### Aim of the task
Copy out every one of the following entries line for line, with no changes.

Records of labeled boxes
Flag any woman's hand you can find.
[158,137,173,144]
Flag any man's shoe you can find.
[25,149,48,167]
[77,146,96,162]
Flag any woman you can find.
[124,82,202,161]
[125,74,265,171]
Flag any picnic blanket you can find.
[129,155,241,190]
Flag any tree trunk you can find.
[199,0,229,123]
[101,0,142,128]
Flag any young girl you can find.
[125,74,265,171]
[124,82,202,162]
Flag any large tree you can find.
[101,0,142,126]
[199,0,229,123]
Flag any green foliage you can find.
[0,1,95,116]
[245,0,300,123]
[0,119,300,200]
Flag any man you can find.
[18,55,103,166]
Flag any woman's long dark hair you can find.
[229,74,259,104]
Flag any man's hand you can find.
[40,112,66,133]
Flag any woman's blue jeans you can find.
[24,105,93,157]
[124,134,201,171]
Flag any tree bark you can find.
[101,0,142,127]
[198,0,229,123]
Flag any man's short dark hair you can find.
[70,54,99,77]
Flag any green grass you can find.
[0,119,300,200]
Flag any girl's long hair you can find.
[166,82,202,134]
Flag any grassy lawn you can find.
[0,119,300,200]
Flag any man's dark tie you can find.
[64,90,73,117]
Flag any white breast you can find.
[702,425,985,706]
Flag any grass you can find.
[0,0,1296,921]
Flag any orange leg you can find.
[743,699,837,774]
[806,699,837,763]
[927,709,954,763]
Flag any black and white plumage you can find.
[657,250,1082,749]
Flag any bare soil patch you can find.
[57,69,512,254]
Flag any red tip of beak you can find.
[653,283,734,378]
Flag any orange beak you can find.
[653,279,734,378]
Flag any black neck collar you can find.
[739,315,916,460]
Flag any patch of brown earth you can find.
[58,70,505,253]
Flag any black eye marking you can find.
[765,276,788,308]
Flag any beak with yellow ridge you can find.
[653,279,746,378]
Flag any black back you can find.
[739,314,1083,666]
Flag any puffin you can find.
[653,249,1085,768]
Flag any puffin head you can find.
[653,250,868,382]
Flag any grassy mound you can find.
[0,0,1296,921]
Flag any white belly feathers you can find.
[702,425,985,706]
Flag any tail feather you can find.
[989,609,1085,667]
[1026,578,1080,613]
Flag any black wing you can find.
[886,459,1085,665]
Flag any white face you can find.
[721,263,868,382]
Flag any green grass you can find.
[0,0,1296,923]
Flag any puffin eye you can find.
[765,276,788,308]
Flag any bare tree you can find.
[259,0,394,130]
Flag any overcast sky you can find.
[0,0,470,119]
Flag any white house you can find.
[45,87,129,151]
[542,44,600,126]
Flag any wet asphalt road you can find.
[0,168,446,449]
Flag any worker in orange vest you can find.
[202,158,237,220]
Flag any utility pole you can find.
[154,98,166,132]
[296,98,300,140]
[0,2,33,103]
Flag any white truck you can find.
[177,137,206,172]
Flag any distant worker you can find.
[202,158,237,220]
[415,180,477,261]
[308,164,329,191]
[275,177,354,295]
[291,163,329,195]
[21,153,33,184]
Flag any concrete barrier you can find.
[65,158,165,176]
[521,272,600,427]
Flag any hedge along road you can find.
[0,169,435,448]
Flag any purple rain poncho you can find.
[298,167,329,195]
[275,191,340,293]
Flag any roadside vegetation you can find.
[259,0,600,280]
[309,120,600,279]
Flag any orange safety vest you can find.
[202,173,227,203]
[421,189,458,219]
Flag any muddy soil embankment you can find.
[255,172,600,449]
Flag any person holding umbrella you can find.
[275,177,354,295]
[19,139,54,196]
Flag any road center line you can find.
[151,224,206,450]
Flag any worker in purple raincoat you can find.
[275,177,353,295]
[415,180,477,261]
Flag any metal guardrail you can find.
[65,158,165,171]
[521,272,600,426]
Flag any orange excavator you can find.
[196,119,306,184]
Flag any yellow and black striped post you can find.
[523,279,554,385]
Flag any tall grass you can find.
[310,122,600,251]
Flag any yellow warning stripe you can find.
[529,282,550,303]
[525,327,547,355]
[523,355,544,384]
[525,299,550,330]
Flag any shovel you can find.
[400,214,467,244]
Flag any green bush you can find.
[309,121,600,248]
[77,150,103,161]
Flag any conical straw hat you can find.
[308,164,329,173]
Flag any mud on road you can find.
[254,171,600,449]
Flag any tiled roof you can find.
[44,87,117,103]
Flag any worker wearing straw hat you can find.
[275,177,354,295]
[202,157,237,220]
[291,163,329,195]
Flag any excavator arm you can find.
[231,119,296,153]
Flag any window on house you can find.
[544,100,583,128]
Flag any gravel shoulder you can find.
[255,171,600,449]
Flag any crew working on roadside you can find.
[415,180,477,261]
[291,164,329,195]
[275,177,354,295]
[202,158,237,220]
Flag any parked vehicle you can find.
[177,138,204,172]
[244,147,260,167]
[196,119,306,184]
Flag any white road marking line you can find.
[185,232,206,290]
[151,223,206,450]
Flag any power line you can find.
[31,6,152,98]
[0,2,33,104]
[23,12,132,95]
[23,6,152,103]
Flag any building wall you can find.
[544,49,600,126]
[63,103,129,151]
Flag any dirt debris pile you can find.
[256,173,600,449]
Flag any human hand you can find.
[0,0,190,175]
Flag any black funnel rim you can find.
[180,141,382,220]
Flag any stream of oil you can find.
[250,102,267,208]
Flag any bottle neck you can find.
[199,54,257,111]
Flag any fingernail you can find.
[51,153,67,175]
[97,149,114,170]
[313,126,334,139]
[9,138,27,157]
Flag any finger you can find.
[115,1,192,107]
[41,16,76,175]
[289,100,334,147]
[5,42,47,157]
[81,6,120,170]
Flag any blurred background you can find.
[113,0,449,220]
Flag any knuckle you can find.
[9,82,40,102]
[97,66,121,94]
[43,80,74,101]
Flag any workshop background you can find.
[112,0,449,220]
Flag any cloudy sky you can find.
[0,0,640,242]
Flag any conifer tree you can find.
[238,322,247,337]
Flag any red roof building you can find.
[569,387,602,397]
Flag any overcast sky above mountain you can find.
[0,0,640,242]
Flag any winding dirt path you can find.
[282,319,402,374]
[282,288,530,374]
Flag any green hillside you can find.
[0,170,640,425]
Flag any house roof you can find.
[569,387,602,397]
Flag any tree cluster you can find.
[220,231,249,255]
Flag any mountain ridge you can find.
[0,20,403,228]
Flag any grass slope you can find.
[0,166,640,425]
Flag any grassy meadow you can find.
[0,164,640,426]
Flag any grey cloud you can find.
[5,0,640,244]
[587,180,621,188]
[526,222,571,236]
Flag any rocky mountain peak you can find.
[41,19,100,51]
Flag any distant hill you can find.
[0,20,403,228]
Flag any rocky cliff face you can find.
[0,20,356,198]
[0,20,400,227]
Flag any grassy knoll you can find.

### Answer below
Flag any woman's hand you can find.
[158,137,173,144]
Flag any man's shoe you can find.
[25,149,48,167]
[77,146,96,162]
Flag any woman you can find.
[124,82,202,161]
[125,74,265,171]
Flag any picnic blanket you can find.
[129,155,241,190]
Flag any tree trunk you can find.
[199,0,229,123]
[101,0,142,128]
Flag any young girl you can find.
[125,74,265,171]
[124,82,202,162]
Flag any large tree you can find.
[101,0,142,126]
[199,0,229,123]
Flag any green foliage you can find.
[0,1,95,116]
[245,0,300,123]
[0,119,300,200]
Flag any man you can find.
[18,55,103,166]
Flag any woman's long dark hair you can find.
[229,74,259,104]
Flag any man's hand you can find.
[40,112,66,133]
Flag any woman's blue jeans you can find.
[24,105,93,157]
[124,134,201,171]
Flag any tree bark you can find.
[101,0,142,127]
[198,0,229,123]
Flag any man's short dark hair you can find.
[70,54,99,77]
Flag any green grass you can find.
[0,119,300,200]
Flag any girl's long hair you can find.
[166,82,202,134]
Flag any grassy lawn you can find.
[0,119,300,200]
Flag any man's dark tie you can find.
[64,90,73,117]
Flag any white breast you can find.
[702,425,985,706]
Flag any grass you can find.
[0,0,1296,921]
Flag any orange leg you can find.
[743,699,837,774]
[806,699,837,763]
[927,709,954,763]
Flag any black and white plumage you can find.
[657,250,1082,749]
Flag any bare soil patch you can find.
[57,69,512,254]
Flag any red tip of beak you can find.
[653,283,734,378]
Flag any orange beak you can find.
[653,279,734,378]
Flag any black neck collar you can find.
[739,315,916,460]
Flag any patch of brown earth you can find.
[58,70,505,253]
Flag any black eye marking you can find.
[765,276,788,308]
Flag any beak with yellow ridge you can find.
[653,279,746,378]
Flag any black back you can find.
[739,314,1083,666]
Flag any puffin you can find.
[653,249,1085,768]
Flag any puffin head you can find.
[653,250,868,382]
Flag any grassy mound you can find.
[0,0,1296,921]
Flag any white belly feathers you can find.
[702,425,985,706]
Flag any tail feather you can find.
[989,609,1085,667]
[1026,578,1080,613]
Flag any black wing you can find.
[886,459,1085,665]
Flag any white face you can find.
[721,263,868,382]
Flag any green grass you can find.
[0,0,1296,923]
Flag any puffin eye you can find.
[765,276,788,308]
Flag any bare tree you can find.
[259,0,394,130]
Flag any overcast sky you can find.
[0,0,470,119]
Flag any white house you can find.
[45,87,129,151]
[542,44,600,126]
Flag any wet asphalt road you can find.
[0,168,446,449]
Flag any worker in orange vest you can find.
[202,158,237,220]
Flag any utility pole you can find.
[154,98,166,132]
[296,98,300,140]
[0,2,33,103]
Flag any white truck you can find.
[177,137,206,172]
Flag any distant worker you can find.
[202,158,237,220]
[415,180,477,261]
[308,164,329,191]
[275,177,354,295]
[291,163,329,195]
[21,153,33,184]
Flag any concrete barrier you can find.
[65,158,165,176]
[521,272,600,427]
Flag any hedge along road you can find.
[0,169,435,448]
Flag any purple rain poncho you can find.
[298,167,329,195]
[275,191,340,293]
Flag any roadside vegetation you can find.
[259,0,600,280]
[309,120,600,279]
Flag any orange safety vest you can find.
[202,173,227,203]
[421,189,458,219]
Flag any muddy soil embankment you can find.
[255,172,600,449]
Flag any person holding umbrella you can find.
[275,177,354,295]
[19,139,54,196]
Flag any road center line you can find.
[151,224,206,450]
Flag any worker in purple raincoat you can find.
[275,177,353,295]
[415,180,477,261]
Flag any metal guardrail you can find.
[65,158,165,171]
[521,272,600,426]
Flag any orange excavator you can find.
[196,119,306,184]
Flag any yellow and black striped post you can find.
[523,279,554,385]
Flag any tall grass you can find.
[310,122,600,251]
Flag any yellow warning stripe you can find.
[529,282,550,303]
[525,327,547,355]
[523,355,544,384]
[525,299,550,330]
Flag any shovel you can find.
[400,214,467,244]
Flag any green bush you can find.
[309,121,600,248]
[77,150,103,161]
Flag any conical straw hat you can find.
[308,164,329,173]
Flag any mud on road you can find.
[254,171,600,449]
Flag any tiled roof you can find.
[44,87,117,103]
Flag any worker wearing straw hat you can find.
[275,177,354,295]
[202,157,237,220]
[291,163,329,195]
Flag any excavator arm you can find.
[231,119,296,153]
Flag any window on house you can find.
[544,100,583,128]
Flag any gravel shoulder you can find.
[255,171,600,449]
Flag any crew working on roadside you can find.
[415,180,477,261]
[291,164,329,195]
[275,177,354,295]
[202,158,237,220]
Flag any parked vehicle you can find.
[177,138,204,172]
[244,147,260,167]
[196,119,306,184]
Flag any white road marking line you can find.
[185,232,206,290]
[151,223,206,450]
Flag any power line you can find.
[31,6,152,98]
[0,2,33,104]
[23,12,132,95]
[23,6,152,103]
Flag any building wall you can find.
[544,49,600,126]
[63,103,129,151]
Flag any dirt debris pile you can find.
[256,173,600,449]
Flag any human hand you can find.
[0,0,190,175]
Flag any black funnel rim you can find.
[180,141,382,220]
Flag any stream of oil you can find.
[250,102,267,208]
Flag any bottle neck you can find.
[199,54,257,111]
Flag any fingernail you can find.
[51,153,67,175]
[97,149,114,170]
[313,126,334,139]
[9,138,27,157]
Flag any finger you can find.
[115,1,192,107]
[41,16,76,175]
[289,100,334,147]
[5,42,47,157]
[81,6,120,170]
Flag any blurred background you can find.
[113,0,449,220]
Flag any knuckle you can find.
[9,82,40,102]
[97,66,121,94]
[43,80,74,101]
Flag any workshop background you can find.
[112,0,449,220]
Flag any cloudy sky you can find.
[0,0,640,242]
Flag any conifer tree you can find.
[238,322,247,337]
Flag any red roof building you can find.
[569,387,602,397]
Flag any overcast sky above mountain you can find.
[0,0,640,242]
Flag any winding dirt path you can find.
[282,319,402,374]
[282,288,530,374]
Flag any green hillside you can find.
[0,170,640,425]
Flag any house roof you can find.
[569,387,602,397]
Flag any tree cluster you can find.
[220,231,249,255]
Flag any mountain ridge you can find.
[0,20,403,228]
Flag any grass slope you can find.
[0,166,640,425]
Flag any grassy meadow you can find.
[0,164,640,426]
Flag any grey cloud you can find.
[5,0,640,244]
[587,180,621,188]
[526,222,571,236]
Flag any rocky mountain peak you can find.
[41,19,100,51]
Flag any distant hill you can find.
[0,20,403,228]
Flag any rocky cliff face you can find.
[0,20,356,198]
[0,20,400,227]
Flag any grassy knoll you can find.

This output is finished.